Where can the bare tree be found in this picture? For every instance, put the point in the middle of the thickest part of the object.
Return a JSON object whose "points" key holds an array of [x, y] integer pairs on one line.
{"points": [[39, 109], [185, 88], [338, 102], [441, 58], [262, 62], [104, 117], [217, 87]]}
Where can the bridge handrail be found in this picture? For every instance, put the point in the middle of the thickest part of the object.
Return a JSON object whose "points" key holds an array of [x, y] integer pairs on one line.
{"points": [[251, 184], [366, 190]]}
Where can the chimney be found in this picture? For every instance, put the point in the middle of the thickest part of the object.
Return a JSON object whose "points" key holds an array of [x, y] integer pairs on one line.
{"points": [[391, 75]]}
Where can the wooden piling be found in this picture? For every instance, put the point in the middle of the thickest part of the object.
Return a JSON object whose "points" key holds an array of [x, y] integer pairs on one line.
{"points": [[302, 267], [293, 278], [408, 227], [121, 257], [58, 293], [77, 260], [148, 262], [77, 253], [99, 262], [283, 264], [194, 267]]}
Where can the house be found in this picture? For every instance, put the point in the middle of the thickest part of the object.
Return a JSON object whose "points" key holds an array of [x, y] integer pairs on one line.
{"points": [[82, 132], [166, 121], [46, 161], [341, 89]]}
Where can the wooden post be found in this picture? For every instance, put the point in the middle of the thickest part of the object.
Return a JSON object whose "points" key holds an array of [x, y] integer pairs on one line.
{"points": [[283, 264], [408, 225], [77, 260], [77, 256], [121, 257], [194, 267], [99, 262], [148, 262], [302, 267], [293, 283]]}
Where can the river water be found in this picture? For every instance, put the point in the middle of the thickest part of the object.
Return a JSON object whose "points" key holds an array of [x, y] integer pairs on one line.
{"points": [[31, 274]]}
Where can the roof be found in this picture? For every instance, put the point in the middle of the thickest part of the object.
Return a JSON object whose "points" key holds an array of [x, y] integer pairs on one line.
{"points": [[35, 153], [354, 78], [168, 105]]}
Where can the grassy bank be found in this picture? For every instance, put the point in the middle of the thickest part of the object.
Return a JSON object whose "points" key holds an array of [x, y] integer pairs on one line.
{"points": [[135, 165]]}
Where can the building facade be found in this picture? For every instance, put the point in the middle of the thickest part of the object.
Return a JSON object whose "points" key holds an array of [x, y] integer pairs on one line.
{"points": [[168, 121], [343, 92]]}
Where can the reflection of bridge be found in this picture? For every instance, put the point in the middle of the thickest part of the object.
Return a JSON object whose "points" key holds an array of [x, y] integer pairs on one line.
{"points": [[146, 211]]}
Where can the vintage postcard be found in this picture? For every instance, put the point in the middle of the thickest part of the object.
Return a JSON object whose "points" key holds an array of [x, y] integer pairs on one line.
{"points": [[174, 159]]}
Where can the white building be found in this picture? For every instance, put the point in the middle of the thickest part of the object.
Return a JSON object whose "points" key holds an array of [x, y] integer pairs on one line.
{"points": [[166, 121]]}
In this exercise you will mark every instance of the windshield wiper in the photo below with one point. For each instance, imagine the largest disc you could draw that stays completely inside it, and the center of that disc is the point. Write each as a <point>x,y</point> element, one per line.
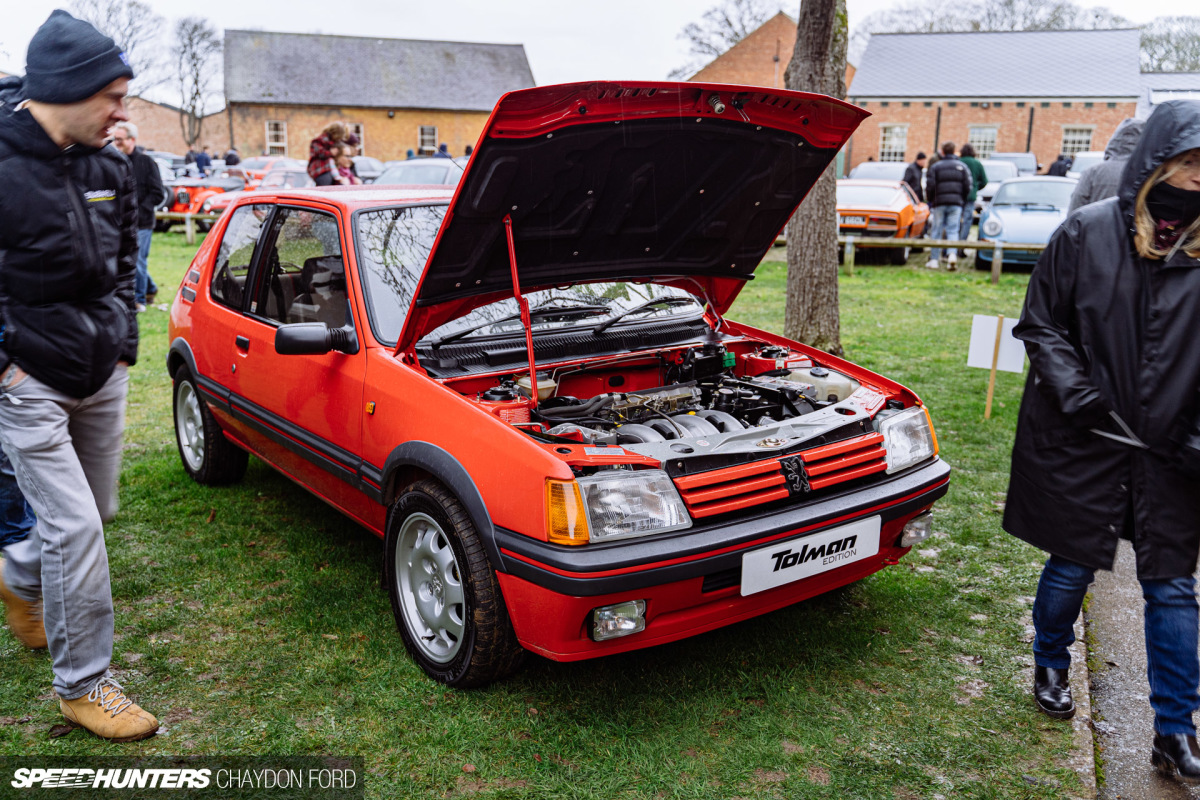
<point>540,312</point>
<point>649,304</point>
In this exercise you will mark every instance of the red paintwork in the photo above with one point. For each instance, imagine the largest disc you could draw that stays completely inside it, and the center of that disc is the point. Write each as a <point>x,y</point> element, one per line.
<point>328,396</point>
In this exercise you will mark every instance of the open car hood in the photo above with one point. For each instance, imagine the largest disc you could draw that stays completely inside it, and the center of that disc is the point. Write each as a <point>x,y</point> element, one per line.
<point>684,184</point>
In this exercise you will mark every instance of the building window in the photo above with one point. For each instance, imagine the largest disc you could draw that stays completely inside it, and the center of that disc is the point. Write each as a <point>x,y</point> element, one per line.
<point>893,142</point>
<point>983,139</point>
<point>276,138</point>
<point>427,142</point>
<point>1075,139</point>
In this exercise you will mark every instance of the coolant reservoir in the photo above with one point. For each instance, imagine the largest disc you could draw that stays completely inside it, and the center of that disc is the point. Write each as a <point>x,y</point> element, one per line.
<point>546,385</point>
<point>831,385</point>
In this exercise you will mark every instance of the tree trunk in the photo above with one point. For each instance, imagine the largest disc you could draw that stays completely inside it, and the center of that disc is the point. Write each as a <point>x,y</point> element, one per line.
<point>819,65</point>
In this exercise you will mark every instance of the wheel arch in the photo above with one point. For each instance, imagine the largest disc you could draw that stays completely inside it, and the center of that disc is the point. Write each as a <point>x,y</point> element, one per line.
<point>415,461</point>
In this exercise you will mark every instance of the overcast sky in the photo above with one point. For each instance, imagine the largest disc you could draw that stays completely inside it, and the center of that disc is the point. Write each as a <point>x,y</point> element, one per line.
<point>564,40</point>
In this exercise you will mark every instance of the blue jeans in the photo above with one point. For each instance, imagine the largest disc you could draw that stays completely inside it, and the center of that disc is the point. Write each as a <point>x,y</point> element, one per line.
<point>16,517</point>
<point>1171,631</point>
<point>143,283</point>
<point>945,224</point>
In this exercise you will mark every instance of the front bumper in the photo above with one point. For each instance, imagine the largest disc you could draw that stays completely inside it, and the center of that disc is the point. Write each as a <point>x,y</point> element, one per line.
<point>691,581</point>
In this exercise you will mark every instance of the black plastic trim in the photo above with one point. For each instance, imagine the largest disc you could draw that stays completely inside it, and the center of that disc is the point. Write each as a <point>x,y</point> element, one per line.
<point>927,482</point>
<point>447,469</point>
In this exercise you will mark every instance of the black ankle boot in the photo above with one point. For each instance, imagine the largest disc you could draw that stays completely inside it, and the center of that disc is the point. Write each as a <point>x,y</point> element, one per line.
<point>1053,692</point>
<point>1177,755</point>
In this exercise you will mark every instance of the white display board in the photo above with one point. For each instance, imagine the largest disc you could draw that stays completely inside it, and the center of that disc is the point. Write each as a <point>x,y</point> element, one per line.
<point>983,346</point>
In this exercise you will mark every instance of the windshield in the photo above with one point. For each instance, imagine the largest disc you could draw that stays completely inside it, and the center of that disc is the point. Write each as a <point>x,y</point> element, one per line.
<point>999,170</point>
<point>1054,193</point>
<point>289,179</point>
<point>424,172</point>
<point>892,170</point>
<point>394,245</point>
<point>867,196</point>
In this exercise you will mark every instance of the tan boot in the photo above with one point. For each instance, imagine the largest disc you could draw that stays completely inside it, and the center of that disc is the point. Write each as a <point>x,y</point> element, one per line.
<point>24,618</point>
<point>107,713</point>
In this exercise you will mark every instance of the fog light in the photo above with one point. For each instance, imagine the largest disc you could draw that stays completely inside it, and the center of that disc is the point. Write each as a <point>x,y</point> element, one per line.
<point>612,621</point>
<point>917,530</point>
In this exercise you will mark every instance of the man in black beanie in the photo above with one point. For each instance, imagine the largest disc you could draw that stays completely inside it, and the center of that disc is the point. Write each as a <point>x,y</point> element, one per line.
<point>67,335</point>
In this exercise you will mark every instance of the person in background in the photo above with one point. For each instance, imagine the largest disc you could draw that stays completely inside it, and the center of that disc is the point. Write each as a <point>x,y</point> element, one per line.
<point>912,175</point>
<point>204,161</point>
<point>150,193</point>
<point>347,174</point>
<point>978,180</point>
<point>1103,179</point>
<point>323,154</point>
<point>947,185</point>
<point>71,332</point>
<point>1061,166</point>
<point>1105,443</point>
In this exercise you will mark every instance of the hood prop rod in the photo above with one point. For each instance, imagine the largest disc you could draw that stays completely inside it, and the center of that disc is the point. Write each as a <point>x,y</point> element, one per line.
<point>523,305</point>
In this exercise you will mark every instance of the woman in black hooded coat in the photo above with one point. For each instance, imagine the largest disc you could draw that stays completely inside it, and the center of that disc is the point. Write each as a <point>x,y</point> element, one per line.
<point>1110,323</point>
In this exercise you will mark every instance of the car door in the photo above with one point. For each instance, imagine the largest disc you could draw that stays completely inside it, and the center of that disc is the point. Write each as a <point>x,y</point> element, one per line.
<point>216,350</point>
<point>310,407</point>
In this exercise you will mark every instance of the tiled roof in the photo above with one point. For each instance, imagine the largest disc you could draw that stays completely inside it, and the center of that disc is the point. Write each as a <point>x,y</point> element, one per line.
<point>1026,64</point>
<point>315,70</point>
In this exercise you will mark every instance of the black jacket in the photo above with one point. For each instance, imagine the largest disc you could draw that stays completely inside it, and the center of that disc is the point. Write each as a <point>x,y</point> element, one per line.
::::::::
__Work item__: Extract from the data every line where "wooden" shows up.

__Your solution__:
Where can the wooden piling be found in this picture? For every instance, put the point in the middle of the thickest part of the object.
Where can the wooden post be found in this picture? For every instance, put the point in the middle of the thickest part of the object.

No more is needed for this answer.